**What is being asked:** Retype the stretch of the listing from the line containing "pin: porch ceiling" through the end of the listing, both ends included. Leave the pictures out of your answer.
:: Task input
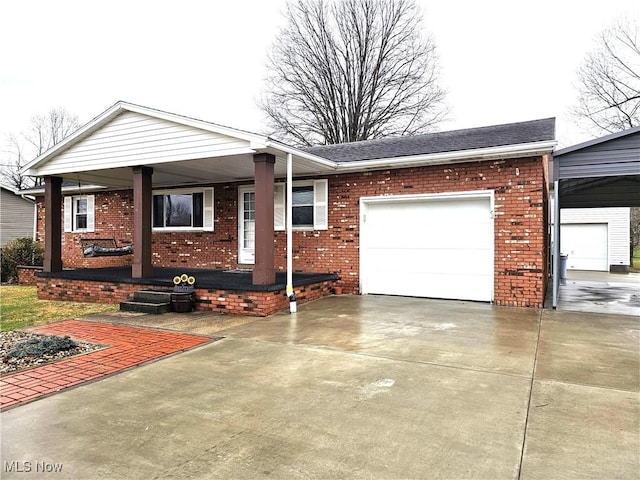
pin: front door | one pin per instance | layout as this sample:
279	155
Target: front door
247	225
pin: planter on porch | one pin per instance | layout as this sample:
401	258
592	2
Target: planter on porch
182	302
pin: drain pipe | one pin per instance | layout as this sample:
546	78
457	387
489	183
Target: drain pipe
293	307
556	244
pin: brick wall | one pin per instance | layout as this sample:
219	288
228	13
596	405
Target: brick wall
520	222
27	274
521	236
224	301
113	219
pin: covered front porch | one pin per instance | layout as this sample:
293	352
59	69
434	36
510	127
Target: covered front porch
151	155
218	290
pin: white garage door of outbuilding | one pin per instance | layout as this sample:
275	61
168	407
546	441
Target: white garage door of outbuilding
586	245
437	246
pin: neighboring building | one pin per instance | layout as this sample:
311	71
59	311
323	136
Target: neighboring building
17	215
596	238
458	215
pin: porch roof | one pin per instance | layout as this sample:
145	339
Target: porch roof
186	151
181	150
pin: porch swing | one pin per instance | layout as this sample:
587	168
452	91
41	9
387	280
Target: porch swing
103	247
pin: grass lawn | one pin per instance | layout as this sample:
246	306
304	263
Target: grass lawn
20	307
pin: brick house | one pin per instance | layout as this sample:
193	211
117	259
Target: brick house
457	215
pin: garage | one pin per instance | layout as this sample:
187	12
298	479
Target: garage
437	246
586	245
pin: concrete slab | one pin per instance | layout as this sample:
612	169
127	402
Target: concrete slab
580	432
590	349
601	292
461	334
247	409
357	387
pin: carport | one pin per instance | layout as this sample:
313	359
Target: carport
604	172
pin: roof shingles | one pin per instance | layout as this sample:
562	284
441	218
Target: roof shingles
439	142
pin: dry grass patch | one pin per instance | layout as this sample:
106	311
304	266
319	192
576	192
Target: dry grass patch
20	307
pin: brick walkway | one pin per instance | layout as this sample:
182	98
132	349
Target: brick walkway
126	347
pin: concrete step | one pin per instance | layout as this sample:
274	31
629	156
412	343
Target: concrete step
152	296
145	307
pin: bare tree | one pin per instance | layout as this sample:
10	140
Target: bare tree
43	133
609	81
348	70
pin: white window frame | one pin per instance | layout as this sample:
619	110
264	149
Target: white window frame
208	204
320	205
70	214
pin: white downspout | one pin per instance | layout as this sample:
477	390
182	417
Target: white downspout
293	308
556	243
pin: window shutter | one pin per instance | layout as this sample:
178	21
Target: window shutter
320	205
207	210
279	206
91	217
68	214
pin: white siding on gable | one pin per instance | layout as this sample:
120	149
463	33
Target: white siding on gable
618	220
135	139
16	217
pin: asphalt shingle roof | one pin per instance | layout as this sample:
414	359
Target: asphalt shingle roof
439	142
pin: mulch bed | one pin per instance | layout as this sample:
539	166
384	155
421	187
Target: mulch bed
11	338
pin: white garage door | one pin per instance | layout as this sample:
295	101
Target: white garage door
586	245
438	247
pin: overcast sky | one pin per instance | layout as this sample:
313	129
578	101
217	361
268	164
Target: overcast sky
501	61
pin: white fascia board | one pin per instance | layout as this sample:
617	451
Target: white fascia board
104	117
68	189
458	156
120	107
193	122
286	149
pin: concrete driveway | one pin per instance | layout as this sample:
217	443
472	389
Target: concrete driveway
355	387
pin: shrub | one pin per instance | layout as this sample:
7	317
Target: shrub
41	346
20	251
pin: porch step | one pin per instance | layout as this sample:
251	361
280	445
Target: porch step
148	301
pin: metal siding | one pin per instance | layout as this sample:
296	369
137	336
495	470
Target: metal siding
618	220
620	156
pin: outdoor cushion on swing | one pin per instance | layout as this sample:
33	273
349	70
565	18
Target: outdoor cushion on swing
104	247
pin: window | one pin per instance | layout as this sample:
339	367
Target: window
79	213
309	205
181	209
302	210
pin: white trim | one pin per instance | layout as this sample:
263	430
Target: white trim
206	226
70	217
242	252
257	143
366	201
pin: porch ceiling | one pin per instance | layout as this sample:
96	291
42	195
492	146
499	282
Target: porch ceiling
197	171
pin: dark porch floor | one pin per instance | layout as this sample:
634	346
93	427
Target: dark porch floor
210	279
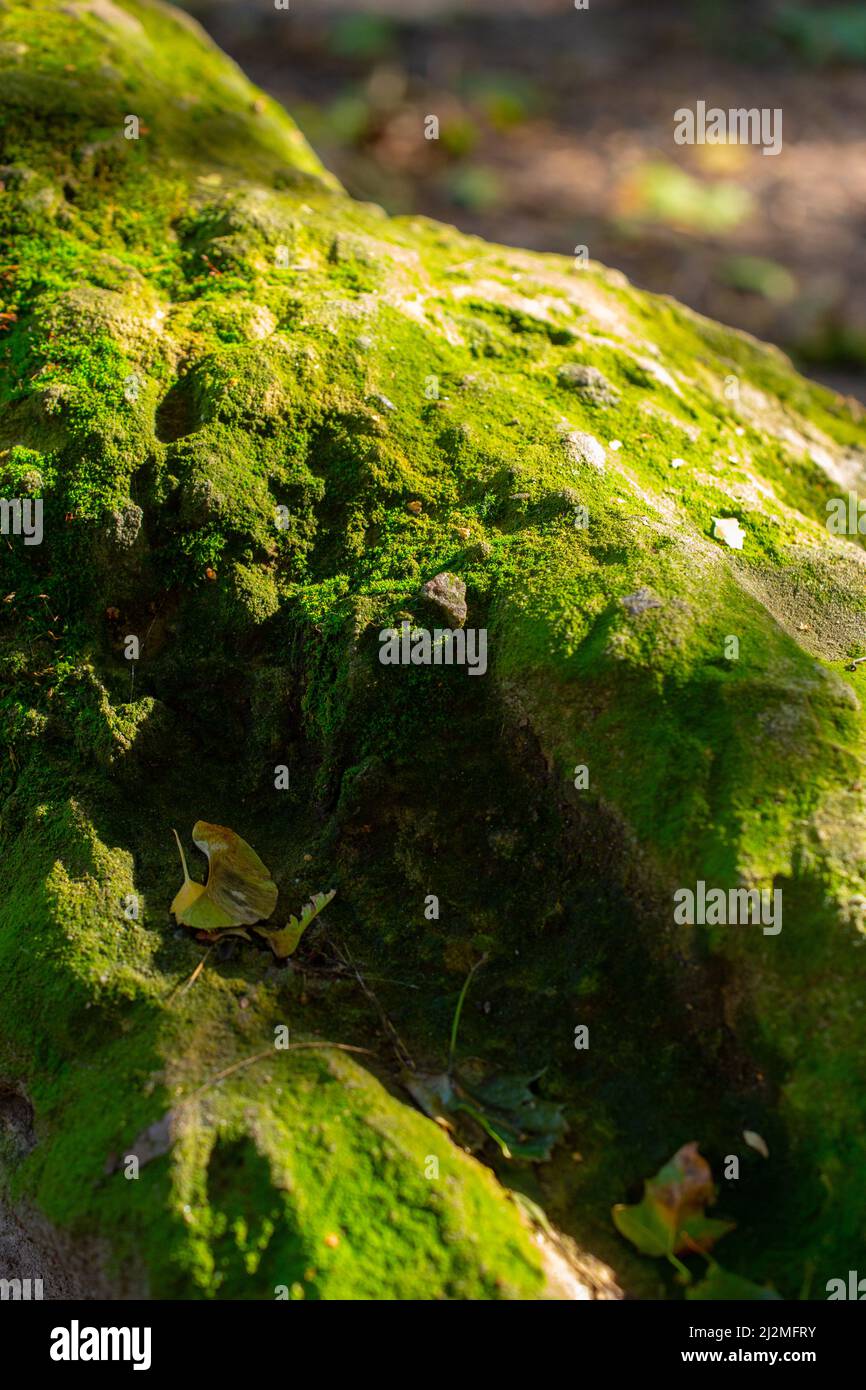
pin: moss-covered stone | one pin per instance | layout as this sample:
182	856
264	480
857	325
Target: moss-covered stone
::::
**Finished exercise:**
pin: porch ceiling | one pin per instance | layout as this sample:
96	291
42	195
492	146
499	282
Target: porch ceiling
197	171
pin: dark porch floor | one pin per instance | layout as this sample:
634	346
93	427
Target: dark porch floor
210	279
pin: moss-covered stone | one pin per instance | layout as this sample:
182	856
264	480
857	325
Target: moss-covered stone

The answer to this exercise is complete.